> Task brief: Copy each line of the items below that contains the word "print", matching case exactly.

--- START Records for processing ---

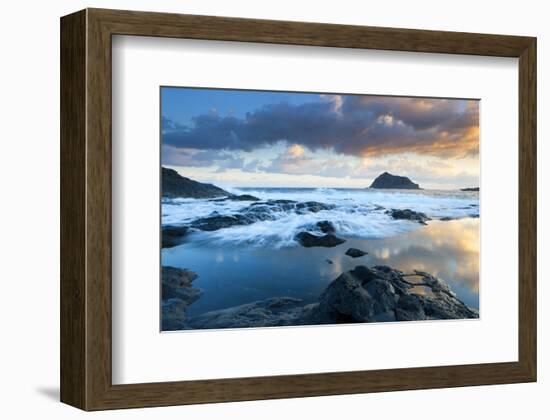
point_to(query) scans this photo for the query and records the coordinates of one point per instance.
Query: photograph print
(299, 208)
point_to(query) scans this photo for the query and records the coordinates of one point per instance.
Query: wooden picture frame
(86, 361)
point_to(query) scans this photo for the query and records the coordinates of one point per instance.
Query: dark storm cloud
(352, 125)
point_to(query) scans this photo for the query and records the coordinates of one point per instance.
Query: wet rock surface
(375, 294)
(408, 214)
(310, 240)
(177, 294)
(265, 313)
(355, 253)
(173, 235)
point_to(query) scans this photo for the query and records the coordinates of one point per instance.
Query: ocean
(242, 264)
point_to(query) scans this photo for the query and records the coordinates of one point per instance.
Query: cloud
(346, 124)
(223, 160)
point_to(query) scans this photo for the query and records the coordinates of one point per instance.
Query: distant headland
(389, 181)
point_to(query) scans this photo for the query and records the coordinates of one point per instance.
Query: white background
(280, 351)
(30, 209)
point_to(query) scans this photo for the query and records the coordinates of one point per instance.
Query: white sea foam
(356, 213)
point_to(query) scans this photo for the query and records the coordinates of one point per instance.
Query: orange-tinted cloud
(355, 125)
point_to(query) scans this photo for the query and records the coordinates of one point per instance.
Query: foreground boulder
(375, 294)
(389, 181)
(174, 185)
(309, 240)
(355, 253)
(325, 226)
(408, 214)
(265, 313)
(217, 222)
(260, 211)
(177, 294)
(381, 293)
(173, 235)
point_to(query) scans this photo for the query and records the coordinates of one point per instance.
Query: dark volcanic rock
(389, 181)
(265, 313)
(309, 240)
(364, 294)
(383, 294)
(177, 294)
(217, 222)
(174, 185)
(408, 214)
(260, 211)
(244, 197)
(312, 207)
(326, 227)
(173, 235)
(355, 253)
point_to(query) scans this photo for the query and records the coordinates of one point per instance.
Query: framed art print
(262, 209)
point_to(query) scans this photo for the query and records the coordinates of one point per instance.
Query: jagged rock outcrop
(309, 240)
(173, 235)
(408, 214)
(389, 181)
(376, 294)
(177, 294)
(355, 253)
(264, 313)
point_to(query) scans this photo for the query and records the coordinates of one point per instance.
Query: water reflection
(233, 276)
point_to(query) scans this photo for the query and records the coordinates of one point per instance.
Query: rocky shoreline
(361, 295)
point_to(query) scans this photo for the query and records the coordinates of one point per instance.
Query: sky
(235, 138)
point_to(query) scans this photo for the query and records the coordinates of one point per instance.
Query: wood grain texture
(86, 209)
(73, 212)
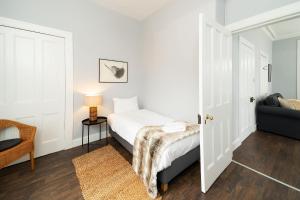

--- END Records for processing ---

> Result of the task:
Query: photograph print
Query: framed art print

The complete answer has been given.